MATERIAL FOR THIS EXERCISE
%%

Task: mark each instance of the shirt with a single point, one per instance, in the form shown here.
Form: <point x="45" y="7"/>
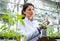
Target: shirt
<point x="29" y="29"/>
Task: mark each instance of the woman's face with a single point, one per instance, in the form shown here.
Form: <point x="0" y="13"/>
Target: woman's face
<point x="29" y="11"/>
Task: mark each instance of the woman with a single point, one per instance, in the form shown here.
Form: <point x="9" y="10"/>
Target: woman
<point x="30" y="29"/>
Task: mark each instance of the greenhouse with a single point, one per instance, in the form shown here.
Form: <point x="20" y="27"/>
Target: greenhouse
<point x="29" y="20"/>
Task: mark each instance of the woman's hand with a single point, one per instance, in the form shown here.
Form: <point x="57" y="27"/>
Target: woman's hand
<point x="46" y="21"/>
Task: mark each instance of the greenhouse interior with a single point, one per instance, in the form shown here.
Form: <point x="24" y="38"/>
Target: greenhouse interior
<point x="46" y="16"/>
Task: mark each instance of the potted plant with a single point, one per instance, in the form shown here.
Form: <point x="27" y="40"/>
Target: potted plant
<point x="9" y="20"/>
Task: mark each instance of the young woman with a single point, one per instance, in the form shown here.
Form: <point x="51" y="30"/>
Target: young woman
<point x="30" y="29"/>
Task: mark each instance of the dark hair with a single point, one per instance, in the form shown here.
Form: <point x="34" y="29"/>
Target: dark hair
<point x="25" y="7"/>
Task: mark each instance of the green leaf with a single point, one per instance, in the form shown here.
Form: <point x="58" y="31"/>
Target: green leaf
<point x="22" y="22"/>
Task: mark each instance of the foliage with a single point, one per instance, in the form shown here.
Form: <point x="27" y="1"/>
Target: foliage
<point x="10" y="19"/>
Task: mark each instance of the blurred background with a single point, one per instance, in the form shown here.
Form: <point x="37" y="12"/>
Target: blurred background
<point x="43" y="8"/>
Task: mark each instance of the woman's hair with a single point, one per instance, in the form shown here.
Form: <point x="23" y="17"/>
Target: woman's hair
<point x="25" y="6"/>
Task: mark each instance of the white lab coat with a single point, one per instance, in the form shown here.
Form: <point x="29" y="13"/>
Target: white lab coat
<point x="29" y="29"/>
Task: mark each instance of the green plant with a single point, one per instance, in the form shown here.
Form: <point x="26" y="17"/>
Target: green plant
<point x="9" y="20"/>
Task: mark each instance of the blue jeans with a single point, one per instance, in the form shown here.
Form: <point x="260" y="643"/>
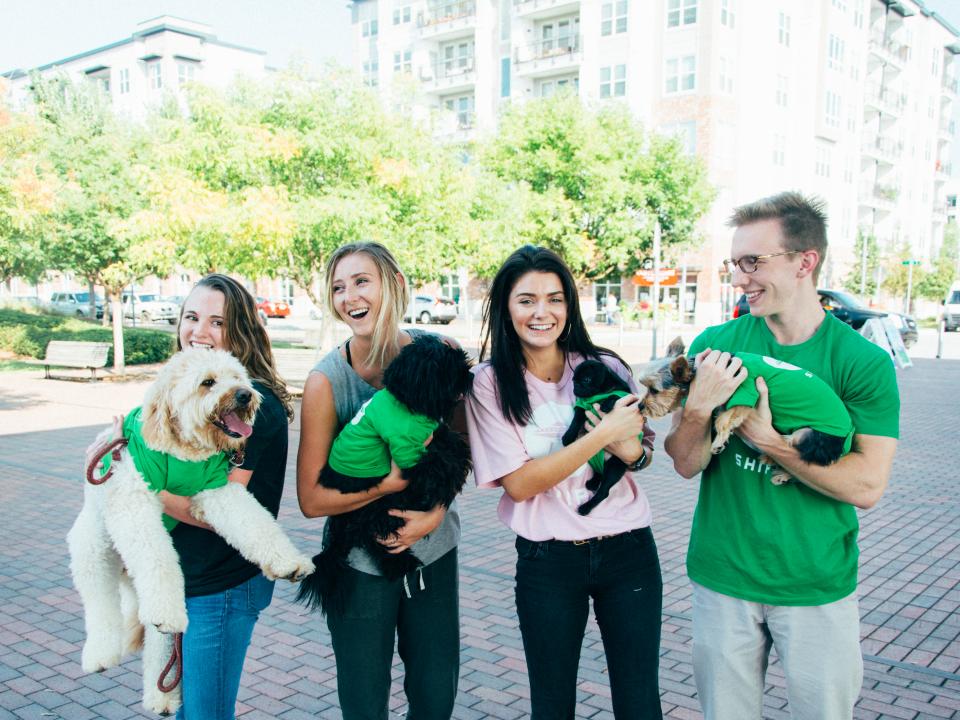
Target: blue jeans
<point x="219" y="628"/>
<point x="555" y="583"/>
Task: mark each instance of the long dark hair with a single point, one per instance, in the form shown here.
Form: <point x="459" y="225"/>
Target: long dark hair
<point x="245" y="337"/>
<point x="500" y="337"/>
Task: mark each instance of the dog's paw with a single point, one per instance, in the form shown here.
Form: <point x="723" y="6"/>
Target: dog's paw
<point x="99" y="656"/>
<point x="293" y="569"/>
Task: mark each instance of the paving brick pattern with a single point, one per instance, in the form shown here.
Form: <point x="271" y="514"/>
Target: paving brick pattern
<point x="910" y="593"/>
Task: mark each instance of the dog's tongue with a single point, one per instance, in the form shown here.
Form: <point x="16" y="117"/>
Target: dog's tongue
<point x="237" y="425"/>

%%

EXERCISE TASK
Reproduce everything from the line containing "Task: mark each instance of the dog's paw" down to the end of the items, unchanged and with both ends included.

RESPONSE
Task: mark each instance of the dog's paw with a single point, one per instance, in the form shown here.
Form: <point x="723" y="6"/>
Target: dog's paw
<point x="99" y="656"/>
<point x="293" y="569"/>
Task: mark each instance of the paving brick pattern with a single point, one per instance, in the form shown here.
Form: <point x="271" y="514"/>
Target: paving brick pattern
<point x="910" y="593"/>
Task: mark each instance of the dog's tongue with a single point, one per instance, in the form shown here.
Form: <point x="16" y="117"/>
Target: dog's tongue
<point x="237" y="425"/>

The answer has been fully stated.